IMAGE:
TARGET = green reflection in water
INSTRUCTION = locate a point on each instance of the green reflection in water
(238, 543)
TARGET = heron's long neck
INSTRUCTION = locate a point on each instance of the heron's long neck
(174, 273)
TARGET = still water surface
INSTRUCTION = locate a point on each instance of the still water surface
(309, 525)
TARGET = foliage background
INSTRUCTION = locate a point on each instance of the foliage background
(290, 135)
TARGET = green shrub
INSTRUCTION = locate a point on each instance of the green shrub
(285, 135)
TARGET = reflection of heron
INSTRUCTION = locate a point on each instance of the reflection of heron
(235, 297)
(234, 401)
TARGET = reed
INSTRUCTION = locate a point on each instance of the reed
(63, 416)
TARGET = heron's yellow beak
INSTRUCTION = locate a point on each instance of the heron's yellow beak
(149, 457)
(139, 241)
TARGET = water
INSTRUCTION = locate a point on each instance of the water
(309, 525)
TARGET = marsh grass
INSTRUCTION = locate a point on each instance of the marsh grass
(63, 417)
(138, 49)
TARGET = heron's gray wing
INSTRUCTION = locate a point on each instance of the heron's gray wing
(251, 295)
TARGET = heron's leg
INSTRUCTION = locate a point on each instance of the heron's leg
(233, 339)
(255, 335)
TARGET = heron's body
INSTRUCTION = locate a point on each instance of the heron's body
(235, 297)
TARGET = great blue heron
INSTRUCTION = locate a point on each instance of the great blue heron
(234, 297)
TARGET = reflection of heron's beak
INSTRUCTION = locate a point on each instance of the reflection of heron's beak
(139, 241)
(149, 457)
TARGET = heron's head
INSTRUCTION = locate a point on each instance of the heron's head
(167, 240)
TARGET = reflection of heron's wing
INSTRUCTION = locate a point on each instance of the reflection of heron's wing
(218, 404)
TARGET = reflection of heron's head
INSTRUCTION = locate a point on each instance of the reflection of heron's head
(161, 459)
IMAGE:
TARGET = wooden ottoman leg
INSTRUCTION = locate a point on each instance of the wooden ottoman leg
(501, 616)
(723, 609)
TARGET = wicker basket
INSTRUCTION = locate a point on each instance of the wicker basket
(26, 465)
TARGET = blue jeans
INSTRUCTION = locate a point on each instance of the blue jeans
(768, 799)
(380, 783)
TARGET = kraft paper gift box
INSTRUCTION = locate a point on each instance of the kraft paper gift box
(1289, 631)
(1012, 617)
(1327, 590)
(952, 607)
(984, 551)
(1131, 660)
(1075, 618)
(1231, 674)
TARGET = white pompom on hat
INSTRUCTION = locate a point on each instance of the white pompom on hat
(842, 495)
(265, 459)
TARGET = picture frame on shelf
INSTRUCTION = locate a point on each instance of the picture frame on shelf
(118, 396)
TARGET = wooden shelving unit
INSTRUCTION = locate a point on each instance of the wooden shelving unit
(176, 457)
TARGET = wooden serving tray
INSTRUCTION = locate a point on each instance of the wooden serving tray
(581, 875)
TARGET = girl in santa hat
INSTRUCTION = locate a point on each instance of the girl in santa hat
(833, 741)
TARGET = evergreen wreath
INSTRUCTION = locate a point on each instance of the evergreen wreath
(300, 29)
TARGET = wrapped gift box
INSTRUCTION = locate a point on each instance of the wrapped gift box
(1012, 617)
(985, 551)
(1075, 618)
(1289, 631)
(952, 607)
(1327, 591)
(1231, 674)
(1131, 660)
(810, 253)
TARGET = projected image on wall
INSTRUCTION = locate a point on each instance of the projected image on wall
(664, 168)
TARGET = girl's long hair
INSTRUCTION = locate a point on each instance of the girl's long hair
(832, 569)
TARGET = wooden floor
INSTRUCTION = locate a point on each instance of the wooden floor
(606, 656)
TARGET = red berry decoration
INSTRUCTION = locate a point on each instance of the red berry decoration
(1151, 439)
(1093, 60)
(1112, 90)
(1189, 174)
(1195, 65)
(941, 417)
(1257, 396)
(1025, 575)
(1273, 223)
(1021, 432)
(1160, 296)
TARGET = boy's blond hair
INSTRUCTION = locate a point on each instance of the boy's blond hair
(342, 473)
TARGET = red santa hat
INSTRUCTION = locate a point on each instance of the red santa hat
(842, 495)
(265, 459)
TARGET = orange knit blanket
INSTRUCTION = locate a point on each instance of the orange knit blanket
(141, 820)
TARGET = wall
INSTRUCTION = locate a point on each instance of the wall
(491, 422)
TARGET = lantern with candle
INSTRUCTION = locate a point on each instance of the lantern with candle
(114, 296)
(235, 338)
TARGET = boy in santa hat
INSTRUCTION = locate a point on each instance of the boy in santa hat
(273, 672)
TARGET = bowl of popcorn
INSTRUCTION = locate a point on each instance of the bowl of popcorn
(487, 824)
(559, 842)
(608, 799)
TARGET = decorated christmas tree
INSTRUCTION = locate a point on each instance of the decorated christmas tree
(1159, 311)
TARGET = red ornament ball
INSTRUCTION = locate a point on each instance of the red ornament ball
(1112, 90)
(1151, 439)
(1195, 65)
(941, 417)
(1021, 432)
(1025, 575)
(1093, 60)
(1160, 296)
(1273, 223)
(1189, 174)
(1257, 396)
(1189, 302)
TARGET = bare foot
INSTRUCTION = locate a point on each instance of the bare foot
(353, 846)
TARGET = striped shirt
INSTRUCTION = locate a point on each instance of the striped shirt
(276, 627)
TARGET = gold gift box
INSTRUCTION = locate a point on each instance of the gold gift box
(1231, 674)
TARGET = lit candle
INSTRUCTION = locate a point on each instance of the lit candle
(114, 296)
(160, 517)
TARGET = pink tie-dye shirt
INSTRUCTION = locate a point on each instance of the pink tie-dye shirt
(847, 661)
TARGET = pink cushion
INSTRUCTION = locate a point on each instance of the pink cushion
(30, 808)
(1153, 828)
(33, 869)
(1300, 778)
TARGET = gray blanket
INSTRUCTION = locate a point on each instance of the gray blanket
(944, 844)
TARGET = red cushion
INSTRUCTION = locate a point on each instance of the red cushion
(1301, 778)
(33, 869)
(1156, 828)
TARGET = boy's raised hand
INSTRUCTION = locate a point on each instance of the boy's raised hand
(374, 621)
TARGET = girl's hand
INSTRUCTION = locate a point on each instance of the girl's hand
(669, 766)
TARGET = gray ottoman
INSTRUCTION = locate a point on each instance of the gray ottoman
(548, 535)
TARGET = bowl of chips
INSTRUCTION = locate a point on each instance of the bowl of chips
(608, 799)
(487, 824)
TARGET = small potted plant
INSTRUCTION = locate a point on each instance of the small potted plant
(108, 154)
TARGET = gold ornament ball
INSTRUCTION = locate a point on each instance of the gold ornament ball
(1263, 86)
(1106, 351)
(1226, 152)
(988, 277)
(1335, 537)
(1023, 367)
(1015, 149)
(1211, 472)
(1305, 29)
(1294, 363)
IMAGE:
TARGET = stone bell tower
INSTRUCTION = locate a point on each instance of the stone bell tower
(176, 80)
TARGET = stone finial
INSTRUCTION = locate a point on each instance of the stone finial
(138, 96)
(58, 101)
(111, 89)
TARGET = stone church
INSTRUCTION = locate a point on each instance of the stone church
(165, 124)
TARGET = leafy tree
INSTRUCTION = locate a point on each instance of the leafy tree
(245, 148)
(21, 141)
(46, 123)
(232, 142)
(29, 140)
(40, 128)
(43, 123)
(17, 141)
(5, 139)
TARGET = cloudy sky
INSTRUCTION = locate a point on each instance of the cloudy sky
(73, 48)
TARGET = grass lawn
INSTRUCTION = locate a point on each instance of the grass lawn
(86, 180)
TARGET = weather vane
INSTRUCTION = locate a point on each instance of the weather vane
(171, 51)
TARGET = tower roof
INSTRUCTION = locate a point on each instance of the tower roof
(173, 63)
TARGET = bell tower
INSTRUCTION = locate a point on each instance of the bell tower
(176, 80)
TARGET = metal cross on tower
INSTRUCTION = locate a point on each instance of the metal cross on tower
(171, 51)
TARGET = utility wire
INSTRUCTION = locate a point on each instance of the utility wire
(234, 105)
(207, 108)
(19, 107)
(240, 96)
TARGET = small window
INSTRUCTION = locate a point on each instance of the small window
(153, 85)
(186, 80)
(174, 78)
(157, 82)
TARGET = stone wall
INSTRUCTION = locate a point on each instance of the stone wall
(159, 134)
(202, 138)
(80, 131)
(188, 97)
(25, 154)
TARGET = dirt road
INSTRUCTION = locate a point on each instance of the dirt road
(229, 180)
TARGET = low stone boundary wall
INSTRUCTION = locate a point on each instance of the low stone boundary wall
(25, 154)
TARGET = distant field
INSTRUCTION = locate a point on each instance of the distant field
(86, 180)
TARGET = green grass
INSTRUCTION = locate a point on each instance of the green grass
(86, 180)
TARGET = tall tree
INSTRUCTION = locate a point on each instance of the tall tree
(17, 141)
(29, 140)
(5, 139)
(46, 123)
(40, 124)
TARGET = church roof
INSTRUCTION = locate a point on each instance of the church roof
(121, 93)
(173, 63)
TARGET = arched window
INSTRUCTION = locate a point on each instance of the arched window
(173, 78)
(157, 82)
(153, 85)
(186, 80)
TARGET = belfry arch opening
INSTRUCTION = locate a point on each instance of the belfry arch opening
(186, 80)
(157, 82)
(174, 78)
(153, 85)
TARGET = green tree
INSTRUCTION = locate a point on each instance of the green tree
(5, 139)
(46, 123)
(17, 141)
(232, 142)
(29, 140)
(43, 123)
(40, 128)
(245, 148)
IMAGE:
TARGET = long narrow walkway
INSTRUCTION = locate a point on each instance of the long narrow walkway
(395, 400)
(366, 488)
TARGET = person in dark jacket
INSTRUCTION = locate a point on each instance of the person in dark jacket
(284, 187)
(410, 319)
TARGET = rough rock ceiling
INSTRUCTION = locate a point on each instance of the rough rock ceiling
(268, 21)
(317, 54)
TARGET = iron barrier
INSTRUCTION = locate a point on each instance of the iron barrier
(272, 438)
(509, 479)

++++++++++

• Task description
Output the lines from the line containing "TARGET = church roof" to the end, both included; add nothing.

• Full solution
TARGET = church roof
INSTRUCTION = locate a point on each instance of the church roof
(121, 93)
(173, 63)
TARGET = arched window
INSTRUCTION = locate a point on each instance of the arched window
(173, 78)
(157, 82)
(153, 85)
(186, 80)
TARGET = belfry arch opening
INSTRUCTION = locate a point on each instance of the belfry arch opening
(186, 80)
(157, 82)
(174, 78)
(153, 85)
TARGET = green tree
INSTRUCTION = locate a point on each instance of the green tree
(5, 139)
(46, 123)
(17, 141)
(232, 142)
(29, 140)
(43, 123)
(40, 128)
(245, 148)
IMAGE:
TARGET = long narrow walkway
INSTRUCTION = locate a point on each instance of the long narrow walkway
(395, 400)
(366, 488)
TARGET = person in dark jacket
INSTRUCTION = locate a point on each instance of the person in dark jacket
(284, 187)
(410, 319)
TARGET = rough rock ceiling
INSTRUCTION = locate a point on each instance of the rough rock ceiling
(268, 21)
(317, 54)
TARGET = iron barrier
INSTRUCTION = locate a point on each instance of the iron barrier
(272, 438)
(509, 479)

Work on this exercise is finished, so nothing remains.